— Source text —
····················

If I had to guess, I would say walnut, and certainly some usable lumber (even if it's some other hardwood). 

Brad


----------



## drycreek (Jul 28, 2013)

I look at all trees as having some value and some are pretty than others with that being said I agree it looks like walnut.


----------



## Kevin (Jul 28, 2013)

The bark looks right for a walnut about that size, and the leaves are close enough that I have to agree with the others and call it walnut.


----------



## JonLanier (Jul 28, 2013)

Looks like you are in Michigan. I would think Ohio and Michigan has pretty much the same tree's. So, you could try this site to maybe narrow it down.

http://www.oplin.org/tree/

I'm thinking you got Butternut. But you'll have to do some more investigation.


----------



## rdnkmedic (Jul 28, 2013)

Cut it down. Send me about half of it. When I get through turning it I will let you know if I have another allergic reaction. If I do, it's walnut. If not, it's not. Problem solved. Ill PM you my shipping address.


----------



## woodtickgreg (Jul 28, 2013)

JonLanier said:


> Looks like you are in Michigan. I would think Ohio and Michigan has pretty much the same tree's. So, you could try this site to maybe narrow it down.
> 
> http://www.oplin.org/tree/
> 
> I'm thinking you got Butternut. But you'll have to do some more investigation.



Looked at some images of butternut.......might be.....either way it would be a good score so I think we'll do the job and keep the wood. My friend found the tree and the job, I'll orchestrate the take down and mill the wood, we'll split the wood, it's what we always do. O boy, I get to play with chainsaws! 
I'm gonna need some new ropes I think.


----------



## JonLanier (Jul 29, 2013)

woodtickgreg said:


> JonLanier said:
> 
> 
> > Looks like you are in Michigan. I would think Ohio and Michigan has pretty much the same tree's. So, you could try this site to maybe narrow it down.
> ...



Don't ya think there ought to be a reward for the identification of Butternut? hmmmm


----------



## JR Parks (Jul 29, 2013)

Greg,
Slice diagonally through one of the pencil sized twigs-walnut will have a chambered pith- pecans and hickories will have a solid pith. Not having Butternuts around here I do not know if they ail have the same chambers as a black walnut. but a sure way to tell Black Walnut even without leaves.
Jim R


----------



## woodtickgreg (Jul 29, 2013)

Either way the tree has to come down, it is dieing. So I guess when I cut the first branch we will know what it is. Even in the descriptions I found online of butter nut it shows the tree having seeds or nuts and none of the tree's on this property have them. The ground is very wet due to all the rain we have had, standing water, maybe the tree's are stressed from to much water or drowning. :dunno: I guess it really doesn't mater what it is, we will figure it out when it's down. In a way I'm kinda hoping it is butter nut as I have never milled or used it, I have walnut. The tree is free, all I have to do is take it down, we can burn the brush on site, the property owner was just happy to get it removed for free! We got the green light to go. We even got a 20 something kid to drag brush.  Sucker


----------



## eaglea1 (Aug 1, 2013)

Looks exactly like my butternut leaves... Def.. butternut , nice.


----------

····················

— Provided material —

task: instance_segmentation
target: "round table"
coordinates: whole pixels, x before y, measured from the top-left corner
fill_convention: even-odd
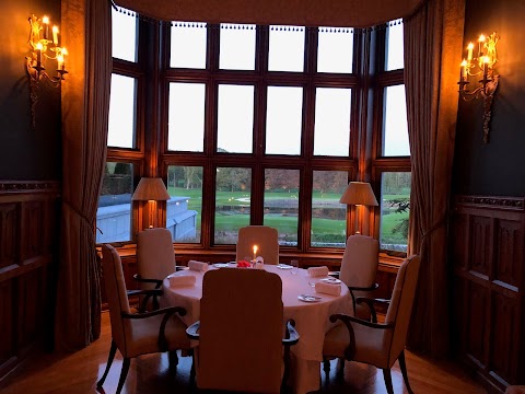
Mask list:
[[[224,266],[224,265],[223,265]],[[323,278],[311,278],[306,269],[299,269],[292,274],[289,266],[265,265],[264,269],[279,275],[282,281],[282,303],[284,321],[293,318],[295,328],[301,336],[299,343],[291,350],[290,383],[296,393],[307,393],[319,389],[320,364],[323,361],[323,343],[326,332],[334,324],[329,316],[334,313],[353,314],[352,302],[348,288],[341,283],[339,296],[316,293],[311,283]],[[252,269],[252,268],[217,268],[210,265],[209,269]],[[192,275],[195,286],[170,287],[170,279],[164,279],[161,305],[177,305],[186,309],[187,314],[180,317],[188,326],[200,318],[200,298],[202,297],[202,277],[206,271],[182,270],[170,276]],[[304,302],[298,299],[300,294],[315,294],[320,297],[317,302]]]

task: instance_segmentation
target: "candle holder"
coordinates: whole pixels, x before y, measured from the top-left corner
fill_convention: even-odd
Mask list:
[[[500,39],[495,32],[486,37],[481,34],[478,38],[478,55],[474,56],[474,43],[467,46],[467,59],[460,63],[459,96],[465,101],[483,99],[483,143],[489,142],[490,119],[492,117],[492,101],[498,90],[500,76],[495,73],[494,65],[498,61],[497,44]],[[469,91],[470,79],[478,79],[479,85]]]

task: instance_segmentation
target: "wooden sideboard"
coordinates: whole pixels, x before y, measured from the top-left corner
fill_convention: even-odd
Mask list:
[[[453,348],[493,392],[525,383],[525,197],[457,196]]]
[[[52,343],[59,184],[0,182],[0,379]]]

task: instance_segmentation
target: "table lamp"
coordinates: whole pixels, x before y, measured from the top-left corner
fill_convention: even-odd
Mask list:
[[[358,209],[361,206],[377,207],[377,200],[375,199],[372,186],[368,182],[350,182],[347,189],[342,194],[339,202],[347,205],[354,205],[357,210],[358,220],[354,223],[354,233],[360,234]]]
[[[155,222],[156,201],[167,201],[170,198],[162,178],[142,177],[135,189],[131,200],[148,201],[148,223],[149,228],[152,228],[152,223]]]

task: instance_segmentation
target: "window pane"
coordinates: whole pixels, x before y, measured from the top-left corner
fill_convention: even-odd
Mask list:
[[[312,189],[312,246],[345,247],[347,205],[340,204],[348,186],[345,171],[314,171]]]
[[[304,27],[270,26],[269,71],[298,71],[304,68]]]
[[[265,170],[264,224],[277,229],[279,245],[298,245],[299,179],[299,170]]]
[[[303,89],[268,86],[266,153],[301,154]]]
[[[249,224],[252,170],[217,169],[215,244],[237,243],[238,229]]]
[[[126,11],[125,9],[121,9]],[[113,57],[137,61],[137,18],[116,11],[112,8],[112,50]]]
[[[351,89],[317,88],[314,154],[349,155]]]
[[[131,240],[133,164],[107,162],[96,210],[96,243]]]
[[[219,85],[217,151],[252,153],[254,86]]]
[[[398,70],[405,67],[402,24],[398,23],[386,28],[386,71]]]
[[[407,252],[410,212],[409,172],[385,172],[381,177],[381,248]]]
[[[173,22],[170,67],[206,68],[206,24]]]
[[[384,111],[383,155],[410,155],[405,85],[395,85],[385,89]]]
[[[166,228],[175,242],[200,242],[202,167],[167,166]]]
[[[219,67],[255,70],[255,25],[221,24]]]
[[[135,148],[137,79],[112,74],[107,146]]]
[[[317,72],[352,72],[353,31],[319,27]]]
[[[168,150],[203,151],[205,92],[203,83],[170,83]]]

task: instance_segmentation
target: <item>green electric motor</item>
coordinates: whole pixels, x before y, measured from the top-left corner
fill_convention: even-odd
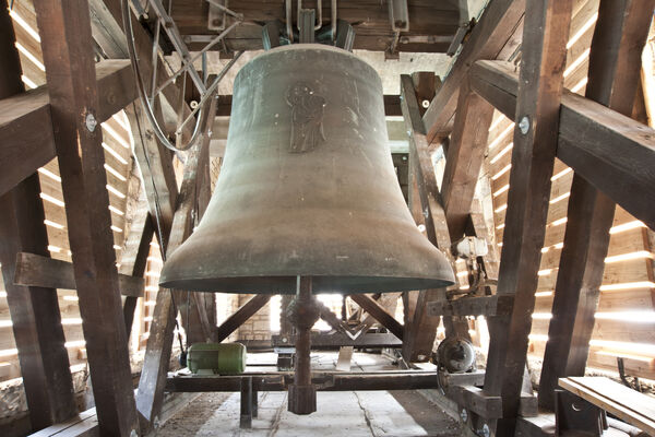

····················

— Aim —
Can you copy the tree identification thread word for word from "## Kevin (Jul" up to and including "JonLanier (Jul 28, 2013)"?

— Task response —
## Kevin (Jul 28, 2013)

The bark looks right for a walnut about that size, and the leaves are close enough that I have to agree with the others and call it walnut.


----------



## JonLanier (Jul 28, 2013)